>>>

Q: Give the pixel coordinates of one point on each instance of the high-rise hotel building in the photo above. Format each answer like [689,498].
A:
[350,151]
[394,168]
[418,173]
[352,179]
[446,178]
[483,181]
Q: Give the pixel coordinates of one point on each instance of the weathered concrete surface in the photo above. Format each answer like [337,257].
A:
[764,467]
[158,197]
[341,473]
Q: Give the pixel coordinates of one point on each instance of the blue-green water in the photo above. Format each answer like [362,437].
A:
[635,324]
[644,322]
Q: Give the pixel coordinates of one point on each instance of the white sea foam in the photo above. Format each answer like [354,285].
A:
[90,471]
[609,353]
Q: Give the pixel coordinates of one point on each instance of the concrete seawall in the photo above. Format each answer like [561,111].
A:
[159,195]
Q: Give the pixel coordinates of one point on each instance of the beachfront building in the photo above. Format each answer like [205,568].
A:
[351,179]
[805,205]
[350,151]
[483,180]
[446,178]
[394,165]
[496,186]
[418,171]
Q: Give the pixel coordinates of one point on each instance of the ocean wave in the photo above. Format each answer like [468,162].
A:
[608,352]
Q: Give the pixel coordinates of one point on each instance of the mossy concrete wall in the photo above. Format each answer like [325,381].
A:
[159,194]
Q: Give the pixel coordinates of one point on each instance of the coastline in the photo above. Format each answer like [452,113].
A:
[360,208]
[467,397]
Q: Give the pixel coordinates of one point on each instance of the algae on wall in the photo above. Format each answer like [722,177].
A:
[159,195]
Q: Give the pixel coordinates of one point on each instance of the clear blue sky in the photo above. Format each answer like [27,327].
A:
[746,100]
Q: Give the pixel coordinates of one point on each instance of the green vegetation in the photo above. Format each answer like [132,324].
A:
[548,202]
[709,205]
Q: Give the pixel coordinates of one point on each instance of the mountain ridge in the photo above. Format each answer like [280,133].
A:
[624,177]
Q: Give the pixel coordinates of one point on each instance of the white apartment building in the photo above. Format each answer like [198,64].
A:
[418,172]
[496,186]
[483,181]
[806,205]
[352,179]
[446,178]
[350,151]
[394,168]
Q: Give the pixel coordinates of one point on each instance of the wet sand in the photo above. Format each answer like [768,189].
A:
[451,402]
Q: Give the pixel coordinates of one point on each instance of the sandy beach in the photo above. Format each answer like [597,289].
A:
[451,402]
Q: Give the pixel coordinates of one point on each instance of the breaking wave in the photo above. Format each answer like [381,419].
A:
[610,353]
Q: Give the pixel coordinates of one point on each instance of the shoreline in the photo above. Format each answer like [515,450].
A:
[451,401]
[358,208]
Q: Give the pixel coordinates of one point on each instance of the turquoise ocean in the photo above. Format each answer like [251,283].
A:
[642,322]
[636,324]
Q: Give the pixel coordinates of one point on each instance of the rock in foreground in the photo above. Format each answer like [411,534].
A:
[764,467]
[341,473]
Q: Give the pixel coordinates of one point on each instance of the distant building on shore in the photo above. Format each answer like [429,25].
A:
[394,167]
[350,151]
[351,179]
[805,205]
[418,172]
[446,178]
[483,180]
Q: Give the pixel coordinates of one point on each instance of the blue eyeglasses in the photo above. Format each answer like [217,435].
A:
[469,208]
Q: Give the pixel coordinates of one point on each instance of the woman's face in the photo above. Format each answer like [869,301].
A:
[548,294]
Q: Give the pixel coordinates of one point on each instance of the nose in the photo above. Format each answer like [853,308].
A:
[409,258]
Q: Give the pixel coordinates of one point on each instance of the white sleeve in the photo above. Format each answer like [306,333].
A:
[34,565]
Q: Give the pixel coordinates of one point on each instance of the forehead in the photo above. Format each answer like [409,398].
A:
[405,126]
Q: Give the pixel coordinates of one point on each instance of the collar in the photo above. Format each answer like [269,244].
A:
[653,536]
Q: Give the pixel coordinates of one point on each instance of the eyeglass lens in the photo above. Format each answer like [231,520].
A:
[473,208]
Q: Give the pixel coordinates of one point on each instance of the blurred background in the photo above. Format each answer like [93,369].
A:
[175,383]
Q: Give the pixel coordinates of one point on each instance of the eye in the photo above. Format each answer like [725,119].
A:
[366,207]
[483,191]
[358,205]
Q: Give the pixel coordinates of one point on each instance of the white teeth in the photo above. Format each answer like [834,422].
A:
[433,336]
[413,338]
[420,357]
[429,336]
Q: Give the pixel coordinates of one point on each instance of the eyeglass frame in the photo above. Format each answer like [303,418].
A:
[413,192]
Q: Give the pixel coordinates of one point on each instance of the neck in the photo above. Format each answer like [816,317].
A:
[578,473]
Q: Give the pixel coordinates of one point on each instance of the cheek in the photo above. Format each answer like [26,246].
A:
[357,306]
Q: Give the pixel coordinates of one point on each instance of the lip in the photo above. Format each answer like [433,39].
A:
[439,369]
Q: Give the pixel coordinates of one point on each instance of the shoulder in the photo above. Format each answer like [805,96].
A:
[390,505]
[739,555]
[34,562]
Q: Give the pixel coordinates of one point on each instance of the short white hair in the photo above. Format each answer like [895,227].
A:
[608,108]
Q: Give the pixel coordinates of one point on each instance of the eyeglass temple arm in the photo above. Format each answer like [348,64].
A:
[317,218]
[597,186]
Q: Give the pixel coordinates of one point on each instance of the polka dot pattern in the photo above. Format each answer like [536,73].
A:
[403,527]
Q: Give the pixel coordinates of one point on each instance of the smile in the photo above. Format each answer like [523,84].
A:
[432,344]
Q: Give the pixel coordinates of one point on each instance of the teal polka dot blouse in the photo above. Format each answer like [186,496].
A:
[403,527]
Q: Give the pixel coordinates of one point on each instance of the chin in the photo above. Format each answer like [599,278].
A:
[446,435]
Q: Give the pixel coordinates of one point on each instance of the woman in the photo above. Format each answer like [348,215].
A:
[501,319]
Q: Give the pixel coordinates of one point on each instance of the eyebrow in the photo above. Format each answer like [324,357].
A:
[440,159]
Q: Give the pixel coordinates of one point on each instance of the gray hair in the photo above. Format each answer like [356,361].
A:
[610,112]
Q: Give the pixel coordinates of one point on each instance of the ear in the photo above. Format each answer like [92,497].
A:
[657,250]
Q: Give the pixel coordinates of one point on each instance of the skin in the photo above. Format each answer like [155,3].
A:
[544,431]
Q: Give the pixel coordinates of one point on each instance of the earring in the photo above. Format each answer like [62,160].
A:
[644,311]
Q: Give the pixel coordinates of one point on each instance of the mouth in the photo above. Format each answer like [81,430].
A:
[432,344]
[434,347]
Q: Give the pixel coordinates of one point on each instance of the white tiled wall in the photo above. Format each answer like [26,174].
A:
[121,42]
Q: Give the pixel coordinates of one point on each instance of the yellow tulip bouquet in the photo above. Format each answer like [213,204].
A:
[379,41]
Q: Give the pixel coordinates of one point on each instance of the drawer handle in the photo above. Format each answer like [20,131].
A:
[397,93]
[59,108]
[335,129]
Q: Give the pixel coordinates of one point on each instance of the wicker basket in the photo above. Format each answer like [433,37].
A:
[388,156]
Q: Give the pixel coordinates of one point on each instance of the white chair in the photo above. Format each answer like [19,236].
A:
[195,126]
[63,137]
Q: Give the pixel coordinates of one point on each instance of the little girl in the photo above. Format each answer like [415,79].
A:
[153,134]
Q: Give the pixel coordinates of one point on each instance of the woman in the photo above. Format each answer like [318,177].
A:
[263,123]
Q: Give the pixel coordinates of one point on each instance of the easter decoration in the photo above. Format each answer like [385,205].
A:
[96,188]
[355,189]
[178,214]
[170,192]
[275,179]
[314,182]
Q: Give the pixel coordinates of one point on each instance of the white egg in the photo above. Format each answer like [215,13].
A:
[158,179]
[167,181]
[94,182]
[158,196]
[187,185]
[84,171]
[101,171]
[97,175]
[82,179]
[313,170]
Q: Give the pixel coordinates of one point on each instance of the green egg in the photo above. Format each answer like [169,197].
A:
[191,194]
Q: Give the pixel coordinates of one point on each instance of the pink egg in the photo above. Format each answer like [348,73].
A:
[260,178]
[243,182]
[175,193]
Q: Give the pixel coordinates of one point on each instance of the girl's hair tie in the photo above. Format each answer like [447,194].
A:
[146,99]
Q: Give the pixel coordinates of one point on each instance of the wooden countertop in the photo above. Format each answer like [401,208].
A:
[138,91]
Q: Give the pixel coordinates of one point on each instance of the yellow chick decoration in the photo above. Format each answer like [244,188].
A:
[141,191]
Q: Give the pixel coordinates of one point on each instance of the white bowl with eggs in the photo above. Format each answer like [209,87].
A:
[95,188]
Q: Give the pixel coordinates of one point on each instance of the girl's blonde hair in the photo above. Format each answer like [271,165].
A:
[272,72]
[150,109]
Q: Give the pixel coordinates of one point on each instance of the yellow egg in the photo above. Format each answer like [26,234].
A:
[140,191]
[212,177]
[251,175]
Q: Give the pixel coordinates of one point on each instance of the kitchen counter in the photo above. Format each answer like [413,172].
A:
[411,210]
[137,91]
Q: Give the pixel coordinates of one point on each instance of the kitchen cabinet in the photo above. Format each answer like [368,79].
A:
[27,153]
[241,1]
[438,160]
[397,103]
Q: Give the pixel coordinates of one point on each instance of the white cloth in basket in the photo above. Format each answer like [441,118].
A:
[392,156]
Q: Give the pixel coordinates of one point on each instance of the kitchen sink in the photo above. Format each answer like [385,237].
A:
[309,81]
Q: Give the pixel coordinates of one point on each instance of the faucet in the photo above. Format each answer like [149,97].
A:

<<<

Provide only the count of lines above in which the word "basket" occurs.

Exercise result
2